#### LIST OF TASKS
1. Answer these questions about the post on Lent:
(a) Which two birds are named in the poem?
(b) What Greek word does the post give for repentance?
(c) For how long were the Israelites in the Sinai Desert?
2. Update the post on Lent by rewriting it from "Saturday, February 25, 2012" up to and including "of still water.", with "heron" replaced by "egret".
3. Write what comes next in the post on Lent, picking up after its final sentence.

#### TEXT SHOWN
Saturday, February 25, 2012

The Peace of Wild Things


When despair for the world grows in me
and I wake in the night at the least sound
in fear of what my life and my children’s life may be,
 I go and lie down where the wood drake
 rests in his beauty on the water, and the great heron feeds.
 I come into the peace of wild things
 who do not tax their lives with forethought
 of grief. I come into the presence of still water.
 And I feel above me the day-blind stars
 waiting with their light. For a time
 I rest in the grace of the world, and am free.
                                            Wendell Berry             

I sometimes worry that Lent can be for us something other than a move toward freedom and new life. Somewhere along the line some of us were (mistakenly) taught that Lent is a time for narcissistic self-flagellation. Less extreme than that (but also off-track) is that we are prone to focus on remorse rather than repentance. Remorse (like it’s close cousins, guilt and shame) is a paralyzing emotion. Just because someone feels badly about something doesn’t mean he or she is ready to change. We are invited in Lent not to remorse, but to repentance. 

Repentance is a change of mind—in the Greek, metanoia--and ultimately about a change in direction. For the Israelites in the Sinai Desert for forty years, that was about unlearning the old ways of being slaves obedient to a worldly master, in order to learn how to be a free and chosen people beloved of God. That is what the gift of Torah is for—not a list of rules but a call toward a new and richer life. The Decalogue ("Ten Words") is akin to the "Twelve Steps" - an invitation to a way of life that really does lead to live, one day at a time.

Segmentation mask data
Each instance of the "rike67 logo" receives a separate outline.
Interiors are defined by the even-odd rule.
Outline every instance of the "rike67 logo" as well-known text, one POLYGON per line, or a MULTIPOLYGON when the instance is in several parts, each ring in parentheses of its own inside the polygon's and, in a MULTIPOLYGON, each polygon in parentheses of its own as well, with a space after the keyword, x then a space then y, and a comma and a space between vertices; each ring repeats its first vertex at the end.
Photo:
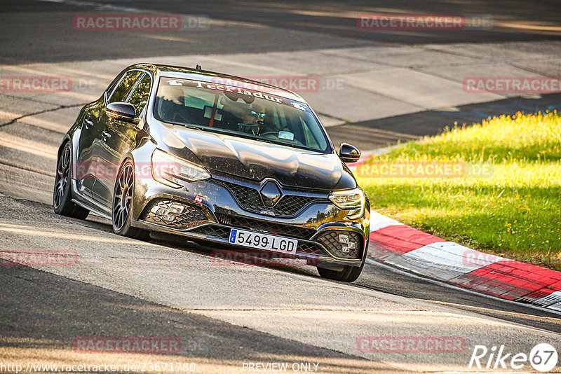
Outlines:
POLYGON ((498 348, 493 346, 491 349, 485 345, 475 345, 468 368, 520 370, 529 363, 534 370, 545 373, 555 367, 557 359, 557 350, 548 343, 536 345, 529 354, 509 352, 504 345, 498 348))

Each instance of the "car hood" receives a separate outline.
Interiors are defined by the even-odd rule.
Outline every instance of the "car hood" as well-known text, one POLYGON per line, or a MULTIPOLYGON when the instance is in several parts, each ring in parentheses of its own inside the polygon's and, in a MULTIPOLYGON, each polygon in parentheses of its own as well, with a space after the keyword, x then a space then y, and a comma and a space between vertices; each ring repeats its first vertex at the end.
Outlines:
POLYGON ((211 174, 217 171, 256 181, 274 178, 283 186, 320 190, 356 186, 352 174, 335 153, 177 127, 163 140, 170 153, 206 167, 211 174))

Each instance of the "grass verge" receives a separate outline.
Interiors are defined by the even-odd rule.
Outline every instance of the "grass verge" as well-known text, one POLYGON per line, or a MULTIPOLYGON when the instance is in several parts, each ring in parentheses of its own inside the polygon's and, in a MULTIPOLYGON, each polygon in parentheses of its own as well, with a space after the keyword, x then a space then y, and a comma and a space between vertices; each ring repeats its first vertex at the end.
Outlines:
POLYGON ((357 174, 373 210, 471 248, 561 270, 556 111, 446 129, 374 157, 357 174), (467 165, 463 170, 472 176, 394 177, 381 166, 421 165, 426 171, 447 164, 467 165))

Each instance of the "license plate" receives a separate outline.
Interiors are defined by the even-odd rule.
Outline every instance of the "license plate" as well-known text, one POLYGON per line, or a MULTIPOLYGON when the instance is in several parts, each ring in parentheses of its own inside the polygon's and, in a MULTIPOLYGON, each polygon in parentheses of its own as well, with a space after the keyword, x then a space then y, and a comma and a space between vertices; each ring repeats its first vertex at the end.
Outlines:
POLYGON ((298 247, 298 240, 295 239, 261 234, 237 228, 230 230, 230 239, 228 241, 234 244, 250 248, 266 249, 288 254, 296 254, 296 248, 298 247))

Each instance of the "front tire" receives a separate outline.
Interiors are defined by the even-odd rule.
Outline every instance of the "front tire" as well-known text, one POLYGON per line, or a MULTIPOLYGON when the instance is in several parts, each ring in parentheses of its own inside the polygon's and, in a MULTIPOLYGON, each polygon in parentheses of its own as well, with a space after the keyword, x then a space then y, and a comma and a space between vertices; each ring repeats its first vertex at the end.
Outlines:
POLYGON ((67 141, 57 160, 55 187, 53 191, 53 208, 57 214, 86 219, 90 211, 72 201, 72 191, 70 188, 72 165, 72 146, 70 141, 67 141))
POLYGON ((363 271, 364 268, 365 261, 360 266, 343 266, 342 270, 333 270, 331 269, 325 269, 324 268, 318 268, 318 272, 320 273, 320 277, 326 278, 327 279, 337 280, 339 282, 351 282, 356 281, 358 276, 363 271))
POLYGON ((117 235, 127 237, 149 240, 149 232, 130 226, 134 191, 135 167, 133 161, 128 159, 123 162, 115 181, 111 205, 113 231, 117 235))

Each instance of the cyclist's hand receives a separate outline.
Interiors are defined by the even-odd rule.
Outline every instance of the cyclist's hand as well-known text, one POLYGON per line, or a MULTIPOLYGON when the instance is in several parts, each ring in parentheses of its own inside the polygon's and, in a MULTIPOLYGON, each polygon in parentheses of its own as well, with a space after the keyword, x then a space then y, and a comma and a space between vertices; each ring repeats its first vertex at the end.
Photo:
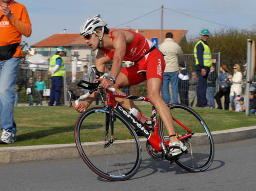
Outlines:
POLYGON ((90 105, 90 104, 88 104, 88 103, 85 101, 84 103, 82 102, 79 102, 77 106, 75 105, 72 105, 71 107, 74 107, 78 113, 83 113, 84 110, 87 109, 90 105))
POLYGON ((95 81, 101 81, 101 86, 102 86, 104 89, 107 89, 108 87, 111 87, 113 84, 114 84, 114 82, 106 79, 106 78, 100 78, 96 79, 95 81))

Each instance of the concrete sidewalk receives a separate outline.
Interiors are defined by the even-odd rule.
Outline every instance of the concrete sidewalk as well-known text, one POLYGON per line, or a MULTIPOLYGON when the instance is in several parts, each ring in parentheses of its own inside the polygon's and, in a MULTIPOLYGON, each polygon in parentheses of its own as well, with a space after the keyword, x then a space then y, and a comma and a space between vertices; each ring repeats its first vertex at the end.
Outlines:
MULTIPOLYGON (((215 144, 254 138, 256 126, 213 131, 211 134, 215 144)), ((199 135, 199 138, 202 138, 199 135)), ((142 150, 145 151, 147 140, 140 139, 142 150)), ((129 141, 124 142, 129 144, 129 141)), ((84 146, 93 152, 93 144, 86 142, 84 146)), ((75 144, 0 148, 0 163, 2 163, 78 157, 80 155, 75 144)))

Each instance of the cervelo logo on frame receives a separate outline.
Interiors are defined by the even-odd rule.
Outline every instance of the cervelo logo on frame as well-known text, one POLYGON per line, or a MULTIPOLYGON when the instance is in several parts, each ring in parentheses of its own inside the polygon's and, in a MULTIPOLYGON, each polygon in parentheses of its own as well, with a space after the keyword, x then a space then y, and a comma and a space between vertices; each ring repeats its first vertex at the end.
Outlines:
POLYGON ((149 133, 148 131, 146 130, 146 129, 145 128, 145 127, 143 125, 142 125, 141 124, 139 124, 138 122, 137 122, 136 121, 135 121, 134 120, 134 119, 133 117, 132 117, 132 116, 131 115, 130 115, 130 114, 126 111, 124 110, 124 109, 122 107, 119 106, 118 108, 119 108, 119 109, 120 110, 121 110, 122 111, 123 111, 123 113, 125 115, 126 115, 127 116, 127 117, 129 117, 131 119, 132 119, 132 122, 133 122, 133 123, 134 123, 134 124, 136 124, 136 126, 137 126, 137 127, 139 127, 140 129, 141 129, 141 130, 143 131, 144 132, 145 134, 146 134, 147 135, 149 135, 149 133))
POLYGON ((0 27, 5 27, 9 26, 9 21, 1 21, 0 22, 0 27))

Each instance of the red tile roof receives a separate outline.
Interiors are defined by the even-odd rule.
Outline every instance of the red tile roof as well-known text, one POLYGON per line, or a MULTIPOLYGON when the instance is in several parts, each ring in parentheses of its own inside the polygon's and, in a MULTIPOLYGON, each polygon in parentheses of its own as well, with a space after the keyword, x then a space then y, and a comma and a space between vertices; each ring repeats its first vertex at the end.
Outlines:
POLYGON ((79 33, 55 34, 35 44, 31 47, 57 47, 69 46, 70 42, 80 37, 79 33))
MULTIPOLYGON (((110 31, 114 30, 127 29, 110 29, 110 31)), ((152 38, 159 38, 159 43, 160 43, 160 30, 157 29, 131 29, 133 31, 141 34, 149 40, 152 38)), ((165 38, 165 34, 167 32, 171 32, 173 34, 173 40, 176 42, 179 42, 185 36, 187 31, 185 30, 163 30, 162 41, 165 38)), ((85 42, 79 33, 60 33, 55 34, 46 38, 34 44, 31 47, 56 47, 58 46, 70 46, 75 45, 84 45, 85 42)))

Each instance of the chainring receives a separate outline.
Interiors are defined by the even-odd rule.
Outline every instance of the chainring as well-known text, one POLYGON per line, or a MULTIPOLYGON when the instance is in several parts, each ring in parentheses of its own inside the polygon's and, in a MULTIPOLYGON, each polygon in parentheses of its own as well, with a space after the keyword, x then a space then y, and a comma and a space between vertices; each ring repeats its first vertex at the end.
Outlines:
POLYGON ((146 142, 146 148, 148 154, 154 160, 160 161, 165 159, 164 151, 156 151, 148 140, 146 142))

#### RESULTS OF THE TASKS
1.
(a) The wood drake and the great heron
(b) Metanoia
(c) Forty years

2.
Saturday, February 25, 2012

The Peace of Wild Things


When despair for the world grows in me
and I wake in the night at the least sound
in fear of what my life and my children’s life may be,
 I go and lie down where the wood drake
 rests in his beauty on the water, and the great egret feeds.
 I come into the peace of wild things
 who do not tax their lives with forethought
 of grief. I come into the presence of still water.

3.
Wendell Berry’s poem provides us with an insight that we have sometimes forgotten in the Church about what a gift Lent truly is. Namely, Berry sees that the metaphor of wilderness is not a negative one: not a place of punishment, but a place of beauty where we can remember who we really are. There is a kind of peace about the wilderness—a “peace of wild things” as Berry puts it—that calls us back into our skin. We are re-collected and re-membered in the wilderness.

Berry is one of the most faithful Christians I know, even if he is often frustrated with the institutional Church. He speaks in this poem about how despair for the world can grow within us like a cancer. Carefully follow the news for a week and if you are alive—if your heart is at all made of flesh and pumping blood--you will find despair for the world growing in you. Violence in the Middle East. Missing children. Terrorist cells. Global warming. Juvenile political campaigns in the face of daunting problems. The list is long.

No doubt it has the same effect on many of us that it has on Berry, keeping us awake nights. Fear—especially fear for our children and grandchildren—gives us all nightmares.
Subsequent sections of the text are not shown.